### EXERCISE REQUIREMENTS
Reproduce the listing in full, pictures excluded.

### RECORDS TO USE
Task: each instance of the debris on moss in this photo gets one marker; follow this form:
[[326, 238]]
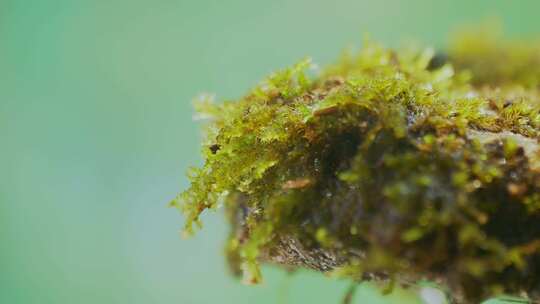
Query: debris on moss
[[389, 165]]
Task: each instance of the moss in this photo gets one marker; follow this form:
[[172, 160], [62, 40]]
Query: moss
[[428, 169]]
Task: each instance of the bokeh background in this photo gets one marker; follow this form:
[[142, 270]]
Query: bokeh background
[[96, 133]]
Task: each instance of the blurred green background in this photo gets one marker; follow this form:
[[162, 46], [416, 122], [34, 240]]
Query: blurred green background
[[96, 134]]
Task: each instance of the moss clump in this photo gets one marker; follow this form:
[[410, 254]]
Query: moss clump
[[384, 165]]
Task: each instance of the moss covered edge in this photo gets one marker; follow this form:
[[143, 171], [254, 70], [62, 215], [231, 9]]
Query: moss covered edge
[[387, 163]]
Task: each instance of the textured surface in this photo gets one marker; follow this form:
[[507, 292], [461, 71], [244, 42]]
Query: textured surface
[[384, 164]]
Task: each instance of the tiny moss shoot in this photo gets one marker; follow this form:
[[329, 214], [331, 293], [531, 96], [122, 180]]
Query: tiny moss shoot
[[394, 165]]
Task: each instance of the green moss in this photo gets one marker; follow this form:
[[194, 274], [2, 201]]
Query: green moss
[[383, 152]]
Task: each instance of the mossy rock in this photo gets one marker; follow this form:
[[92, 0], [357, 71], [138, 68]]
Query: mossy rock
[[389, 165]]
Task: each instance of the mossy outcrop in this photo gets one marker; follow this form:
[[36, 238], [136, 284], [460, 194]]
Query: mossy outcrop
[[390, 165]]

### REPLY
Task: each instance of the debris on moss in this photo gets one marker; follow this form:
[[326, 238]]
Query: debris on moss
[[389, 165]]
Task: each instance of the moss in this photo gets one marker; follow this form:
[[172, 160], [62, 40]]
Query: moss
[[428, 169]]
Task: each instance of the bokeh background in this photo gets one marker; follow this form:
[[142, 270]]
Query: bokeh background
[[96, 133]]
Task: each instance of the blurred green background in this photo gets one marker; follow this form:
[[162, 46], [416, 122], [34, 240]]
Query: blurred green background
[[96, 134]]
Task: each instance of the moss clump in this photo gets one marker; follow this form:
[[410, 254]]
Query: moss clump
[[384, 165]]
Task: each instance of the moss covered edge in this photo gets one marker; follow this form:
[[143, 171], [254, 70], [62, 215], [231, 9]]
Query: moss covered edge
[[387, 163]]
Task: each instance of the textured surface in this photo gets one marker; follow this form:
[[507, 292], [461, 71], [244, 42]]
Query: textured surface
[[384, 164]]
Task: each instance of the tiny moss shoot in this photo gets one marker; follow this form:
[[329, 214], [331, 293], [531, 96], [122, 180]]
Query: tiny moss shoot
[[394, 165]]
Task: each instance of the green moss in this photo gets one marker; follow this form:
[[194, 274], [2, 201]]
Query: green moss
[[383, 152]]
Task: each instance of the mossy rock in this photo gets one marker; follow this form:
[[92, 0], [357, 71], [138, 68]]
Query: mossy rock
[[389, 165]]
Task: each instance of the mossy outcrop in this photo gets one marker; follow this form:
[[36, 238], [136, 284], [460, 194]]
Query: mossy outcrop
[[390, 165]]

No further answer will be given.